● Working data:
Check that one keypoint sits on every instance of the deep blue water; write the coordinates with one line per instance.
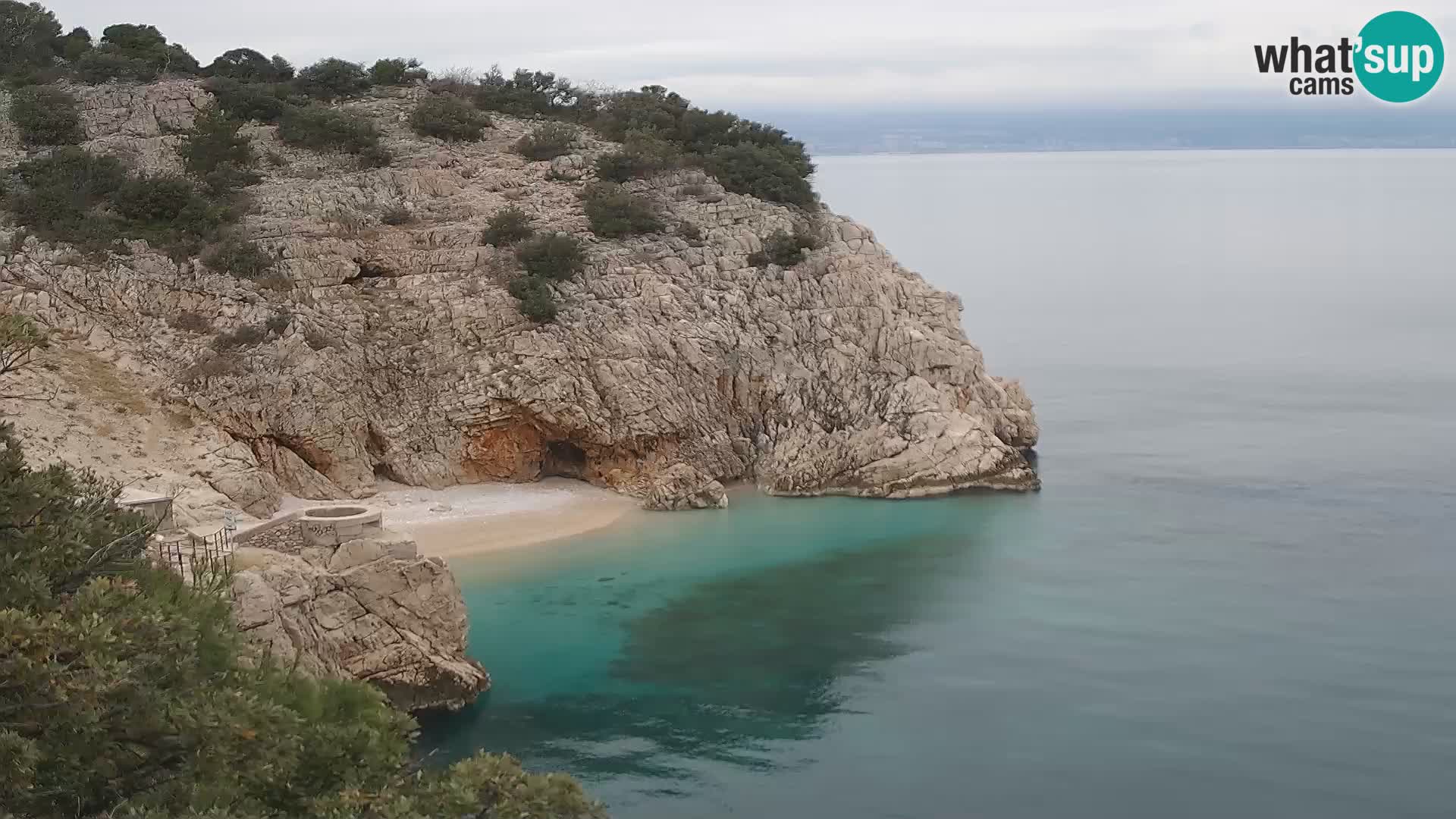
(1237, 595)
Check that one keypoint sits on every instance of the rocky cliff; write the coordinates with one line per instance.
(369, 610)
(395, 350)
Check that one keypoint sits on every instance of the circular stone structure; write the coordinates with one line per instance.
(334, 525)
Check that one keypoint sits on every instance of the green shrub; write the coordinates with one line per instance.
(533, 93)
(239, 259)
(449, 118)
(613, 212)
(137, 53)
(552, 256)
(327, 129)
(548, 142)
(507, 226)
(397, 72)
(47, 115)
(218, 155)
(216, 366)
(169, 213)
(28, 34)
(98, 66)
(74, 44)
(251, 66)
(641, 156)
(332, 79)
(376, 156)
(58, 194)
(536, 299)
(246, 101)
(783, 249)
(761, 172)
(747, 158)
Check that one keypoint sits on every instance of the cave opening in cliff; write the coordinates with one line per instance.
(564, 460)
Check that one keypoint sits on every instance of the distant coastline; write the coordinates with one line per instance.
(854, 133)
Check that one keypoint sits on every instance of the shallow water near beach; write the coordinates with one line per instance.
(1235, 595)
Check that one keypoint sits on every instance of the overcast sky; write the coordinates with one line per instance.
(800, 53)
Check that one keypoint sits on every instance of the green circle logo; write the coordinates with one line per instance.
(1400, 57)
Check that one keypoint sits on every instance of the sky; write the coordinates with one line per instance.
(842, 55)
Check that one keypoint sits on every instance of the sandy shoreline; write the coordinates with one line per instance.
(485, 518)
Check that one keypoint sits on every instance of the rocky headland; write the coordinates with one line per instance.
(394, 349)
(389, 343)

● Task directions: A verbatim copy of the entries, without the pictures, is what this task requires.

● Solution for this exercise:
Check that one keypoint sits on every instance of the deep blue water; write the coordinates with one line per instance.
(1237, 595)
Check that one keypoint sits on every instance of the rocky cliff; write the coordinates with one line per instance.
(369, 610)
(395, 350)
Check that one keypoint sits on every instance of the circular stone structure; write the coordinates with one line per instance.
(334, 525)
Check that one keypoint sits on every instance of the green shrub; write the coordinates with one line per instance.
(533, 93)
(239, 259)
(449, 118)
(613, 212)
(137, 53)
(552, 256)
(327, 129)
(548, 142)
(507, 226)
(397, 72)
(47, 115)
(218, 155)
(216, 366)
(169, 213)
(28, 34)
(98, 66)
(74, 44)
(251, 66)
(641, 156)
(332, 79)
(376, 156)
(58, 194)
(536, 299)
(246, 101)
(783, 249)
(761, 172)
(747, 158)
Check that one keypoint sits on every instance of the cave opening in cliff; write the coordinates with one line per instance.
(564, 460)
Check that one keypoint sits on every instance of the distant coastline; write the coordinates with one line per instance.
(854, 133)
Check that one keypoint sits on every instance of the shallow water near beach; write the coordinates with one line per instance.
(1235, 595)
Check that one keypoint sits on every instance of the overcast sky; write the coordinates with one line per instance.
(800, 53)
Check that one keypoint sits on every instance of the green circle logo; write the coordinates with one line per instance.
(1400, 57)
Check that one keypoint sits on every instance of the sky; write the coordinates with one line per instance.
(842, 55)
Check that one keypoint sits on every instance of the sandy shoreline; write the coordinates with one line per instance.
(485, 518)
Check that one keypoint sits on every instance of the rocky headland; write the coordinates with one line per instance.
(394, 349)
(389, 343)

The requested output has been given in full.